§ WRITTEN REQUEST
Rewrite every row below, changing "shirt" to "top" and keeping everything else unchanged. Don't include the pictures.

§ INPUT MATERIAL

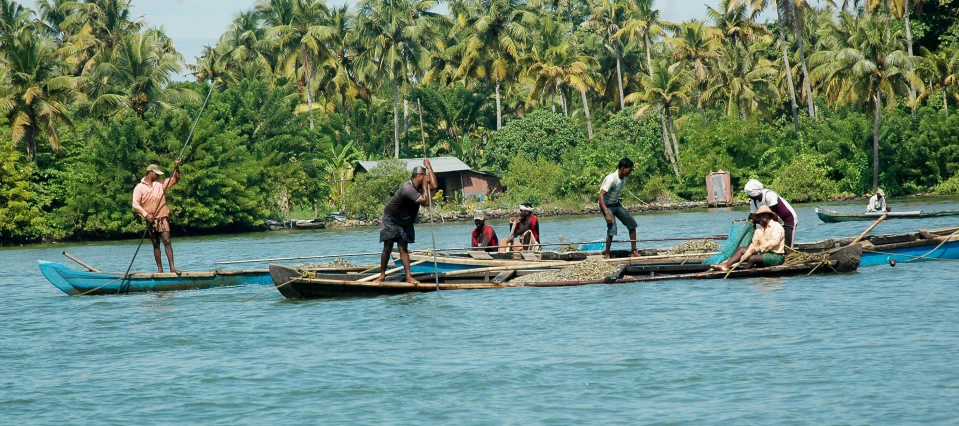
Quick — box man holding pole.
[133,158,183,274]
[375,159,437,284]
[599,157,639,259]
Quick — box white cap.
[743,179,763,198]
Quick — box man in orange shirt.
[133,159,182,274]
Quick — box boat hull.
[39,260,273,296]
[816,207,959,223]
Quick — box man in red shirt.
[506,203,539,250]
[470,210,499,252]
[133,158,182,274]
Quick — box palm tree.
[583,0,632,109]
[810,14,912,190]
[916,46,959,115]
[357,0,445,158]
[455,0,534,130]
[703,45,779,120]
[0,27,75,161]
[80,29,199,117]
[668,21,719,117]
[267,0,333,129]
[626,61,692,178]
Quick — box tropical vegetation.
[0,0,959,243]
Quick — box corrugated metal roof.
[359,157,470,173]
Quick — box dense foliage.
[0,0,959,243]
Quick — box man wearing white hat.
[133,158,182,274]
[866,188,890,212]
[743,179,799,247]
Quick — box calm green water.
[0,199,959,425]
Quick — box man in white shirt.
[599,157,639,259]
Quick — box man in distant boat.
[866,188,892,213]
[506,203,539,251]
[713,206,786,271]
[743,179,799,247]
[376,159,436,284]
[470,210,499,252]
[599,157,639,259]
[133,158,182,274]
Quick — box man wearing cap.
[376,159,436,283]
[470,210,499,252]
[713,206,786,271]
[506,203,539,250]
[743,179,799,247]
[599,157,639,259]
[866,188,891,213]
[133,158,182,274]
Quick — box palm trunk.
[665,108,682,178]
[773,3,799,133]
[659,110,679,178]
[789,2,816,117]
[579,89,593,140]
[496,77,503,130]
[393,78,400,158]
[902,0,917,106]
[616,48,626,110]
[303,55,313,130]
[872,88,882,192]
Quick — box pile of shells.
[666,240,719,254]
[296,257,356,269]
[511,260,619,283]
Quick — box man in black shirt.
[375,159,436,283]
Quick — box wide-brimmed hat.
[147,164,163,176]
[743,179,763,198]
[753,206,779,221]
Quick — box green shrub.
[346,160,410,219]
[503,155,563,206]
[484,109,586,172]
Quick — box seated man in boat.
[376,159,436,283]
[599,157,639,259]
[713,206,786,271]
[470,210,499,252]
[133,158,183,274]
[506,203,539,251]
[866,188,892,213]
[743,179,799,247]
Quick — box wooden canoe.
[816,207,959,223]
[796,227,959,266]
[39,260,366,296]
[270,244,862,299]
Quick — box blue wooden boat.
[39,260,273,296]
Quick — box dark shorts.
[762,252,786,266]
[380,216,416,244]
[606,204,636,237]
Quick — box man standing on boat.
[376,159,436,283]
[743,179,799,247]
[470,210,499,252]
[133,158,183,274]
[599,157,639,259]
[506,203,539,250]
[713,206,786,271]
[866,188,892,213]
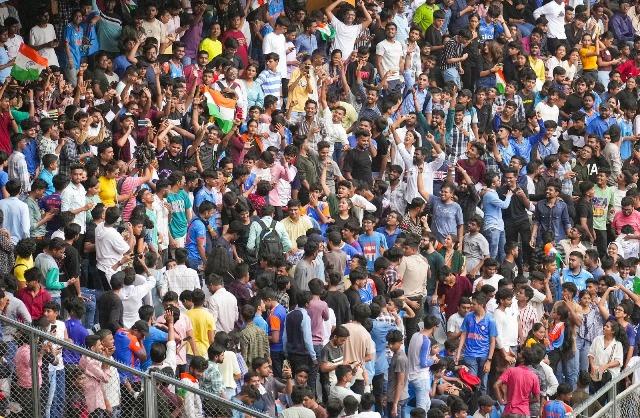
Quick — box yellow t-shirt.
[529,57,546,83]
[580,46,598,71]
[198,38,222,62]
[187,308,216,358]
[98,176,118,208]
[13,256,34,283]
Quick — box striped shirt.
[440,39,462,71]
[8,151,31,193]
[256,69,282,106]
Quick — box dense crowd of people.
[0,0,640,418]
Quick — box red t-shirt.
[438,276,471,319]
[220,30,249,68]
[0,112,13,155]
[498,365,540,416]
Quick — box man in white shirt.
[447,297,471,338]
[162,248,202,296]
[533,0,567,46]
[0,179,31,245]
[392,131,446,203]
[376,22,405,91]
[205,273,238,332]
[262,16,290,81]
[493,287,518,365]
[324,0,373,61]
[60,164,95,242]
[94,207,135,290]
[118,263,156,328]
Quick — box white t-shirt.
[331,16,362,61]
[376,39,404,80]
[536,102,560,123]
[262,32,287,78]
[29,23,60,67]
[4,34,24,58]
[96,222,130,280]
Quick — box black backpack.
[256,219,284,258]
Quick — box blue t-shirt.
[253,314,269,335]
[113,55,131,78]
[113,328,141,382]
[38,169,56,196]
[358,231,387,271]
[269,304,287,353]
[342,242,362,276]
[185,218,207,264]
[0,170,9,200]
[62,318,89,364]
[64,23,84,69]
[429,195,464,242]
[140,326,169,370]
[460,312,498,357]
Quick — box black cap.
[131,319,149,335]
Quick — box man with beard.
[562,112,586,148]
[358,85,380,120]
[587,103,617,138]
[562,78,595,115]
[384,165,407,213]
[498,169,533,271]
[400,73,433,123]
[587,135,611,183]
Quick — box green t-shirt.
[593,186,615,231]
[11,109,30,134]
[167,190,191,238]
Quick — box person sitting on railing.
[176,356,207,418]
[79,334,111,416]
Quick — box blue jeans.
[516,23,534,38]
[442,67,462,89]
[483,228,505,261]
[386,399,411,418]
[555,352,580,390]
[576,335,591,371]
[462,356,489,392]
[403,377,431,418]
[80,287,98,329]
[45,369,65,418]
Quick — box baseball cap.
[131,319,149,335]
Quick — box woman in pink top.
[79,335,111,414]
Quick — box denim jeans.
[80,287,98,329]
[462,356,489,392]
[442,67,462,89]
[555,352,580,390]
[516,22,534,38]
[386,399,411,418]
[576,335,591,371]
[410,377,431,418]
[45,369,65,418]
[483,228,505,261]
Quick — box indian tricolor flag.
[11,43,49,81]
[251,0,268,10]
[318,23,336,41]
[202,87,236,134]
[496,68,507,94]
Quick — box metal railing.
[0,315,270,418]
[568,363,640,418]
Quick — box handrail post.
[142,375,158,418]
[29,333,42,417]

§ TASK SOLUTION
Quick — box man holding pole.
[133,158,183,274]
[375,159,437,284]
[599,157,639,259]
Quick — box white cap.
[743,179,763,198]
Quick — box man in orange top.
[133,159,182,274]
Quick — box boat hull.
[39,260,273,296]
[816,207,959,223]
Quick — box man in red top.
[506,203,539,250]
[470,210,499,252]
[133,158,182,274]
Quick — box palm tree.
[583,0,632,109]
[810,14,912,190]
[916,46,959,115]
[357,0,445,158]
[455,0,534,130]
[703,45,779,120]
[0,27,75,161]
[80,29,199,117]
[668,21,719,117]
[267,0,333,129]
[626,61,692,178]
Quick — box tropical vegetation.
[0,0,959,243]
Quick — box corrugated metal roof.
[359,157,470,173]
Quick — box dense foliage.
[0,0,959,243]
Quick — box man wearing white hat.
[133,158,182,274]
[866,188,890,212]
[743,179,799,247]
Quick — box calm green water.
[0,199,959,425]
Quick — box man in white top.
[599,157,639,259]
Quick — box man in distant boat.
[866,188,892,213]
[506,203,539,251]
[713,206,786,271]
[743,179,799,247]
[376,159,436,284]
[470,210,499,252]
[599,157,639,259]
[133,158,182,274]
Quick — box man wearing cap.
[376,159,436,283]
[470,210,499,252]
[713,206,786,271]
[506,203,539,250]
[743,179,799,247]
[599,157,639,259]
[866,188,891,213]
[133,158,182,274]
Quick — box palm trunk.
[665,108,682,178]
[773,3,799,133]
[659,110,679,178]
[789,2,816,117]
[579,89,593,140]
[496,77,503,130]
[393,78,400,158]
[902,0,917,106]
[616,48,626,110]
[303,55,313,130]
[872,88,882,192]
Quick — box pile of shells.
[666,240,719,254]
[296,257,356,269]
[511,260,619,283]
Quick — box man in black top.
[375,159,436,283]
Quick — box wide-brimmed hat.
[147,164,163,176]
[743,179,763,198]
[753,206,779,221]
Quick — box green shrub.
[346,160,410,219]
[503,155,563,206]
[484,109,586,172]
Quick — box seated man in boat.
[376,159,436,283]
[599,157,639,259]
[713,206,786,271]
[470,210,499,252]
[133,158,183,274]
[506,203,539,251]
[866,188,892,213]
[743,179,799,247]
Quick — box wooden canoe.
[816,207,959,223]
[796,227,959,266]
[39,260,366,296]
[270,244,862,299]
Quick — box blue wooden boat.
[39,260,273,296]
Quick — box dark shorts.
[762,252,786,266]
[380,216,416,244]
[606,204,636,237]
Quick — box man standing on boat.
[376,159,436,283]
[743,179,799,247]
[470,210,499,252]
[133,158,183,274]
[599,157,639,259]
[506,203,539,250]
[713,206,786,271]
[866,188,892,213]
Quick — box yellow t-top.
[529,57,546,83]
[580,46,598,71]
[198,38,222,62]
[187,308,216,358]
[98,176,118,208]
[13,256,34,283]
Quick — box striped top.
[440,39,462,71]
[8,151,31,193]
[256,69,282,106]
Quick — box dense crowd of people.
[0,0,640,418]
Quick — box red t-top.
[438,276,471,319]
[220,30,249,68]
[0,112,13,155]
[498,365,540,416]
Quick — box man in white top.
[447,297,471,338]
[162,248,202,296]
[533,0,567,46]
[0,179,31,245]
[392,131,446,203]
[376,22,405,91]
[205,273,238,332]
[262,16,290,81]
[493,287,518,365]
[324,0,373,61]
[60,164,95,242]
[94,207,135,290]
[118,263,156,328]
Quick — box white t-top.
[331,16,362,61]
[376,39,404,80]
[536,102,560,123]
[262,32,287,78]
[29,23,60,67]
[4,34,24,58]
[96,222,130,280]
Quick — box black backpack.
[256,219,284,258]
Quick — box blue t-top.
[253,314,269,335]
[113,55,131,78]
[113,328,141,382]
[38,169,56,196]
[358,231,387,271]
[269,304,287,353]
[342,242,362,276]
[185,218,207,264]
[0,170,9,200]
[62,318,89,364]
[64,23,84,69]
[429,195,464,242]
[140,326,169,370]
[460,312,498,357]
Quick — box black cap.
[131,319,149,335]
Quick — box man with beard.
[562,112,586,148]
[358,85,380,120]
[587,103,617,138]
[562,78,595,115]
[384,165,407,213]
[498,169,533,271]
[400,73,433,123]
[587,135,611,183]
Quick — box green t-top.
[593,186,615,231]
[11,109,30,134]
[167,190,191,238]
Quick — box person sitting on railing.
[176,356,207,418]
[79,334,111,416]
Quick — box blue jeans.
[516,23,534,38]
[442,67,462,89]
[483,228,505,261]
[386,399,411,418]
[555,352,580,390]
[576,335,591,371]
[462,356,489,392]
[403,377,431,418]
[80,287,98,329]
[45,369,65,418]
Quick — box baseball cap.
[131,319,149,335]
Quick — box woman in pink top.
[79,335,111,414]
Quick — box denim jeans.
[80,287,98,329]
[462,356,489,392]
[442,67,462,89]
[555,352,580,390]
[516,22,534,38]
[386,399,411,418]
[576,335,591,371]
[410,377,431,418]
[45,369,65,418]
[483,228,505,261]
Quick — box indian tricolor flag.
[11,43,49,81]
[251,0,268,10]
[318,23,336,41]
[202,87,236,134]
[496,68,507,94]
Quick — box metal railing.
[0,315,270,418]
[568,363,640,418]
Quick — box handrail post.
[142,375,158,418]
[29,333,42,417]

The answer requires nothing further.